* EXERCISE INSTRUCTIONS *
Copy out all lines in the data below containing the string "door".

* RECORDS TO USE *
================

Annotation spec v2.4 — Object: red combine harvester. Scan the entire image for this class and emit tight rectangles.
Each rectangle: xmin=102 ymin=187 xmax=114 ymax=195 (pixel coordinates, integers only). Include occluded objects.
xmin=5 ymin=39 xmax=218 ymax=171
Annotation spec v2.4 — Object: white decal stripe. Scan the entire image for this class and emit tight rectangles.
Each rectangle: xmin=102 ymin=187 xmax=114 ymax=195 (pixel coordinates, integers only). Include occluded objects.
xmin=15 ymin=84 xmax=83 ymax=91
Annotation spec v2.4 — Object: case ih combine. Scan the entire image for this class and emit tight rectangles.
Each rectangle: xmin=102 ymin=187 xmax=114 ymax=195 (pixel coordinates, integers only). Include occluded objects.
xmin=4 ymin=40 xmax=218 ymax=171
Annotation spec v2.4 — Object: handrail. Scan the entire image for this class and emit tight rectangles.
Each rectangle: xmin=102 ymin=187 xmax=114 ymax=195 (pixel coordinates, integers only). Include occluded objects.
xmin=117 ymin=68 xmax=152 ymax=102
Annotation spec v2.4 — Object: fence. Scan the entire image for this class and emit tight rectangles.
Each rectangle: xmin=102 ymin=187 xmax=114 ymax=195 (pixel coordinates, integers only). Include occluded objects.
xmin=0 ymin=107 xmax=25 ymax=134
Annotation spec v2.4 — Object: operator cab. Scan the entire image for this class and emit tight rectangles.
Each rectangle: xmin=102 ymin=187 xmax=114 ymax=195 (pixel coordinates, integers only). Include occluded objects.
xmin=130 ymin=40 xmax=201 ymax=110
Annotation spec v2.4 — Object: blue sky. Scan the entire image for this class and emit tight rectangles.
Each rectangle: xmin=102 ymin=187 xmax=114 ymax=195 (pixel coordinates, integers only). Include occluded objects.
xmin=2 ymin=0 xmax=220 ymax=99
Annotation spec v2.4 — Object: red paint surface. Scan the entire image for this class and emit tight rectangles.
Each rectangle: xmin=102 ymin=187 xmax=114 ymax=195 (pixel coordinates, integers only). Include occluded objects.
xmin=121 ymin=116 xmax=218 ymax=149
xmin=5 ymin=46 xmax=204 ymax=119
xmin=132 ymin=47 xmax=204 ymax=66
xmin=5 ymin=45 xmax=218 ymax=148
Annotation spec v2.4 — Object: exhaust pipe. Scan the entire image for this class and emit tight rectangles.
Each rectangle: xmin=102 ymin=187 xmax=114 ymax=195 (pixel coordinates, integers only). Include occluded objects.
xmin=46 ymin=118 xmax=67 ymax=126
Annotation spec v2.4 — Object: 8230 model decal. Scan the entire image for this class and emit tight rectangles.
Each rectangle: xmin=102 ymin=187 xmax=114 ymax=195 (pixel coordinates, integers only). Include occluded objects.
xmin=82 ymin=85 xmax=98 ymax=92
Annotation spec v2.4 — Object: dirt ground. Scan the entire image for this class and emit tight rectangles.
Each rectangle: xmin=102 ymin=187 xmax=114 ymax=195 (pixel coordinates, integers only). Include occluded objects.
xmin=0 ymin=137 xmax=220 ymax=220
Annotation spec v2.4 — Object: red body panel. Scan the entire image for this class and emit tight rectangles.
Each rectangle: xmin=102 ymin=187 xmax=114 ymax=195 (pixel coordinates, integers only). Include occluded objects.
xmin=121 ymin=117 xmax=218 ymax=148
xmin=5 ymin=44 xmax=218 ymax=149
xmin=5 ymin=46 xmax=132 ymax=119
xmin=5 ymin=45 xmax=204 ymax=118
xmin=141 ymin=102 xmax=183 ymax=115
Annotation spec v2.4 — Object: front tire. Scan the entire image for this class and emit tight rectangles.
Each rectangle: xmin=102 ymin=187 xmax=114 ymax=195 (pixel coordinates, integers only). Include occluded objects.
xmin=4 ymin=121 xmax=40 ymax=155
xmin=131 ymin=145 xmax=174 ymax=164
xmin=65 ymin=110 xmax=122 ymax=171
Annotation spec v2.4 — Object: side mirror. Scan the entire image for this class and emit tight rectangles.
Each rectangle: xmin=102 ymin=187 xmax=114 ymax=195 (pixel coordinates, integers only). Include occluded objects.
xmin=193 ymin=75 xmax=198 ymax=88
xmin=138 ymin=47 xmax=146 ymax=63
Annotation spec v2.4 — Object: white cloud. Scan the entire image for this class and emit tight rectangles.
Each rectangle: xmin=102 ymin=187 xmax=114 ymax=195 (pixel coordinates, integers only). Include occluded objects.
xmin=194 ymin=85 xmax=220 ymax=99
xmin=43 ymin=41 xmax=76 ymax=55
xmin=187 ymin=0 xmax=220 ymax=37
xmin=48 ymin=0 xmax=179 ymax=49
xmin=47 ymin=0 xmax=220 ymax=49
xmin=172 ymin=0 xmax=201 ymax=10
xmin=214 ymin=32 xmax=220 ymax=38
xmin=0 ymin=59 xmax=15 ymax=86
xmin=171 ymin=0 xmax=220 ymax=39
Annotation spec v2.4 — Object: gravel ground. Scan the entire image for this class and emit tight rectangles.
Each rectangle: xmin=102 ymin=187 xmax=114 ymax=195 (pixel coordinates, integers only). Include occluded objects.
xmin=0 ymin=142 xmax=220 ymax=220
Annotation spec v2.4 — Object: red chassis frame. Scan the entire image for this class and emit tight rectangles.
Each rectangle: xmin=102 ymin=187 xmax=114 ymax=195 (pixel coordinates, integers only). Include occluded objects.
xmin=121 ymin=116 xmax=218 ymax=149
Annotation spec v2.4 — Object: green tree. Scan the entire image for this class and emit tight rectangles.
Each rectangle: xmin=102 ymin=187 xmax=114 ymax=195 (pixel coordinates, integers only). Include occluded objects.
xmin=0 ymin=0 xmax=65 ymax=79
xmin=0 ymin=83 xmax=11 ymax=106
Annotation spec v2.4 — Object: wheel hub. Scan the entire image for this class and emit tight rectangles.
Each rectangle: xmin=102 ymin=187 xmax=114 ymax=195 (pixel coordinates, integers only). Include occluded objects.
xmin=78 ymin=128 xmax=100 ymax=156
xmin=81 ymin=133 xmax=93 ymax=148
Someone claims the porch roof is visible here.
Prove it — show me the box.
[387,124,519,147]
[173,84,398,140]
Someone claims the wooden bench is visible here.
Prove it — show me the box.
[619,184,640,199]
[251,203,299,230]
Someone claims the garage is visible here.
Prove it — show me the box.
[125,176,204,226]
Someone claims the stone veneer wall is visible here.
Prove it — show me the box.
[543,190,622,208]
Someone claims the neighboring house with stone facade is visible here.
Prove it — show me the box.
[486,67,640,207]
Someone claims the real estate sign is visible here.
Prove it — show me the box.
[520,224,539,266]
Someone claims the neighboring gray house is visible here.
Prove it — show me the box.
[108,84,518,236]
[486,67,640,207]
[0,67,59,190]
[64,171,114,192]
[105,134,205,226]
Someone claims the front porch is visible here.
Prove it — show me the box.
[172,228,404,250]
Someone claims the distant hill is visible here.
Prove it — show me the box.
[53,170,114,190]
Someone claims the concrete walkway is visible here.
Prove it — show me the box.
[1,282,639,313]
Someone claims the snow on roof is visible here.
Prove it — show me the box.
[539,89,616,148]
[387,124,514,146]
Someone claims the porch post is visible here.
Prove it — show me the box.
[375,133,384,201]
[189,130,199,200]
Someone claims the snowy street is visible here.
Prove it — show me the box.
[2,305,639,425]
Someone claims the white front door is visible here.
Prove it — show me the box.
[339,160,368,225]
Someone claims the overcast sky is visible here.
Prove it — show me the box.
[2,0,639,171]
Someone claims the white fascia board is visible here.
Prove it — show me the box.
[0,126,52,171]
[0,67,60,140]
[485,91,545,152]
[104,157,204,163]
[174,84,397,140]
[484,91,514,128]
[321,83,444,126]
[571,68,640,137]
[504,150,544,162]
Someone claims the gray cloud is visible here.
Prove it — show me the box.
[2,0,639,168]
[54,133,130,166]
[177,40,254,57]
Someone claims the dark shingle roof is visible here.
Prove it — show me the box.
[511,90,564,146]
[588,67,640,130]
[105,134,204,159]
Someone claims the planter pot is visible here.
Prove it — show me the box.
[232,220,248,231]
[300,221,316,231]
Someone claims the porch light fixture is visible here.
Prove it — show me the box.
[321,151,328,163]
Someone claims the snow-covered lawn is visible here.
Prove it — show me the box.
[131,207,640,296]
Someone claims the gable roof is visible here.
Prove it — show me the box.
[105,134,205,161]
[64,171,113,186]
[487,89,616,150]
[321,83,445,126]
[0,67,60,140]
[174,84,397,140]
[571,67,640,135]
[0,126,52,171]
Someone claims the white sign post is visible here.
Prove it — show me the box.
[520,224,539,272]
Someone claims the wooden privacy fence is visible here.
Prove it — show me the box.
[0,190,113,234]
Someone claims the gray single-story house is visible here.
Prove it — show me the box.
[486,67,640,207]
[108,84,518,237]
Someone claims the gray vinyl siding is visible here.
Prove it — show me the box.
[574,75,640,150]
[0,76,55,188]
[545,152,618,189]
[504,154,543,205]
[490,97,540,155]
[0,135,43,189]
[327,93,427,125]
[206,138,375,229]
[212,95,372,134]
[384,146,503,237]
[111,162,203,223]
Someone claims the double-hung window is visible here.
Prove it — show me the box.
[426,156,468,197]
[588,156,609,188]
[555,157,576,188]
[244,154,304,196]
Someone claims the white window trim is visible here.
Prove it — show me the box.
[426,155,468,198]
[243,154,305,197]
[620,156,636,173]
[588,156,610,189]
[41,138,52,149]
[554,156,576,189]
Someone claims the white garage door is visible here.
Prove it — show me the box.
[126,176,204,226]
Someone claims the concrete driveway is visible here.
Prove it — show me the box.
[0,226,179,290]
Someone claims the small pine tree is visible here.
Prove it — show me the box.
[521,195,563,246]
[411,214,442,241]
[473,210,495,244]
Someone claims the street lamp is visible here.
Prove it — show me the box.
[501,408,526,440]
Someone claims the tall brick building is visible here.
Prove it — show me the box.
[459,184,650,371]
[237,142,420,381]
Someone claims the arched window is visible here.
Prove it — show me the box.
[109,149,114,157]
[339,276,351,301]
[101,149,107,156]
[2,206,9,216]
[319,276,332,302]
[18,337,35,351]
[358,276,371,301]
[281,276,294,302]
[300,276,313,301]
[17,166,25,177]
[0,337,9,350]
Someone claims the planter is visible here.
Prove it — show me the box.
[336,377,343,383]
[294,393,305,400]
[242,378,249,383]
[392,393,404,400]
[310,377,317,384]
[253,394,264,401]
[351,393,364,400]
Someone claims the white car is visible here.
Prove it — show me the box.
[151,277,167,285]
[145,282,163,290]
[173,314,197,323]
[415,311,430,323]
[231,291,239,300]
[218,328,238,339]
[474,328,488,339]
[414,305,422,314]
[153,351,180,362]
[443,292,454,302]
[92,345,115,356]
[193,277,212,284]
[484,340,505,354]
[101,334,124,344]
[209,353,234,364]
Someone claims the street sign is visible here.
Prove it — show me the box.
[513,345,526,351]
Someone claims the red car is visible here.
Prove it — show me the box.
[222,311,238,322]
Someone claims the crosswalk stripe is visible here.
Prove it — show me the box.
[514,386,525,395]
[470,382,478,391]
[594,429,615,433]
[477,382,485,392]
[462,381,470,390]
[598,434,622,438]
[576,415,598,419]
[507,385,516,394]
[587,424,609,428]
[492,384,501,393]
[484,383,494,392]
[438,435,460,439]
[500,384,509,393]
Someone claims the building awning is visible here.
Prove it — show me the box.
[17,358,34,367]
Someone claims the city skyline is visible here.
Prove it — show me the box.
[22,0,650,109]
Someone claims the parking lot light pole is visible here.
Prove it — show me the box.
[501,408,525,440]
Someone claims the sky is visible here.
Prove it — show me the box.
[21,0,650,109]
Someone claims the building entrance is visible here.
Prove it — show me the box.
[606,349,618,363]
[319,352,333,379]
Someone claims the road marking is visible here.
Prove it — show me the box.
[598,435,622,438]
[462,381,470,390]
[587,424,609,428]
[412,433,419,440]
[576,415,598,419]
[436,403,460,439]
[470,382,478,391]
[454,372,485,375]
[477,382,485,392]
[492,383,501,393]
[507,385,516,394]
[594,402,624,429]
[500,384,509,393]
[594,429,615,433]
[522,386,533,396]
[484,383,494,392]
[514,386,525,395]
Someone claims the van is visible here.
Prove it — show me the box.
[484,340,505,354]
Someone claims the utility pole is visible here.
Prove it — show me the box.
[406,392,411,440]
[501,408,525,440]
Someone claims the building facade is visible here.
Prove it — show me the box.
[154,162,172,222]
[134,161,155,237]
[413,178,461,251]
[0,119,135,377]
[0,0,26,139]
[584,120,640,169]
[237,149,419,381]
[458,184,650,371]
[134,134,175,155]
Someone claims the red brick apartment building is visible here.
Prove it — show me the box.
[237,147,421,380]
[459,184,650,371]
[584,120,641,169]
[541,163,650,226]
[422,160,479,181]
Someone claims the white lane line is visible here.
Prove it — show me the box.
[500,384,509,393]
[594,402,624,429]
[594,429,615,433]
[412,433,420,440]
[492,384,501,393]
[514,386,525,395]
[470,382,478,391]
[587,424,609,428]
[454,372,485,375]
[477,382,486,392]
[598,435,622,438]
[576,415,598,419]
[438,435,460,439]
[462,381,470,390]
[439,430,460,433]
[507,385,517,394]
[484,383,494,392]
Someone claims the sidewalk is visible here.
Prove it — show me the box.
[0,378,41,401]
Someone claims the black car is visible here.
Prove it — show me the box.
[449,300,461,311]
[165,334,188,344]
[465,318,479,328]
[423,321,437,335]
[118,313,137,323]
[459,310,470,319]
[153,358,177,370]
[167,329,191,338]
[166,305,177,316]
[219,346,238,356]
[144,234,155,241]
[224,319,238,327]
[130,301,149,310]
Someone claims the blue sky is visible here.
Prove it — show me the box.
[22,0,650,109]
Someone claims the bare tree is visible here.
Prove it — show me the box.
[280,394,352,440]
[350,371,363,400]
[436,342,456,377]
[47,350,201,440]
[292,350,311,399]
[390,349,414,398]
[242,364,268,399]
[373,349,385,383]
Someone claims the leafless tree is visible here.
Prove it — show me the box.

================

* YOUR SOLUTION *
Someone claims the white front door is visible here.
Someone claims the white garage door is visible here.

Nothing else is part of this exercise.